▶ Directions for this task: Return the data in full, exactly as it was written.

### Information shown ###

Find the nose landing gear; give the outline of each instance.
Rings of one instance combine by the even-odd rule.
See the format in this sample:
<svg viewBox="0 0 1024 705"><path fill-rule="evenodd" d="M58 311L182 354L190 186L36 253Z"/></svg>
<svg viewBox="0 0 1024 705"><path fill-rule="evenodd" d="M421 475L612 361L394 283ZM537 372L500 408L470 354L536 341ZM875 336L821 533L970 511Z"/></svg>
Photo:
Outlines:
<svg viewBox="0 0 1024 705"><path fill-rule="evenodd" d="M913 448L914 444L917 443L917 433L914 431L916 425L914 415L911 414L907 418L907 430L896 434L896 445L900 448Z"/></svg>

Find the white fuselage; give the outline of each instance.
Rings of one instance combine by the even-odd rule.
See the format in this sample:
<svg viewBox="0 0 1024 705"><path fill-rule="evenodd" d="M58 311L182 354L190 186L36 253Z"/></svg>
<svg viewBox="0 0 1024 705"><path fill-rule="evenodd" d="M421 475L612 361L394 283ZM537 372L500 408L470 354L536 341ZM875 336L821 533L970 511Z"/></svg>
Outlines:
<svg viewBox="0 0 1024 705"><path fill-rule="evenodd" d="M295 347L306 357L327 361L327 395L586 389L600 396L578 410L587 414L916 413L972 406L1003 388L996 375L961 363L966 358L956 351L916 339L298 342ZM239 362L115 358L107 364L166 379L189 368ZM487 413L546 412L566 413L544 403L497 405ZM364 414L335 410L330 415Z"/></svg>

###

▶ Exercise response:
Find the nose landing gear; give the outline of each instance.
Rings of one instance combine by the even-odd rule.
See the format in this sample:
<svg viewBox="0 0 1024 705"><path fill-rule="evenodd" d="M58 311L182 354L190 186L36 253Z"/></svg>
<svg viewBox="0 0 1024 705"><path fill-rule="evenodd" d="M421 475L612 361L394 283ZM537 372L500 408L470 354L536 341ZM875 336L821 533L970 511Z"/></svg>
Photo:
Outlines:
<svg viewBox="0 0 1024 705"><path fill-rule="evenodd" d="M913 448L914 444L917 443L917 433L914 431L916 425L914 415L911 414L907 418L907 430L896 434L896 445L900 448Z"/></svg>

Find the white fuselage; give the outline of each instance.
Rings of one instance combine by the even-odd rule.
See the format in this sample:
<svg viewBox="0 0 1024 705"><path fill-rule="evenodd" d="M58 311L182 354L190 186L36 253Z"/></svg>
<svg viewBox="0 0 1024 705"><path fill-rule="evenodd" d="M421 475L612 361L394 283ZM537 372L500 408L470 354L536 341ZM875 336L821 533L970 511Z"/></svg>
Outlines:
<svg viewBox="0 0 1024 705"><path fill-rule="evenodd" d="M295 347L306 357L327 361L327 395L586 389L600 396L578 410L587 414L916 413L972 406L1003 388L996 375L961 363L966 358L956 351L916 339L298 342ZM239 362L115 358L107 364L166 379L189 368ZM487 413L546 412L566 413L544 403L497 405ZM364 414L335 410L330 415Z"/></svg>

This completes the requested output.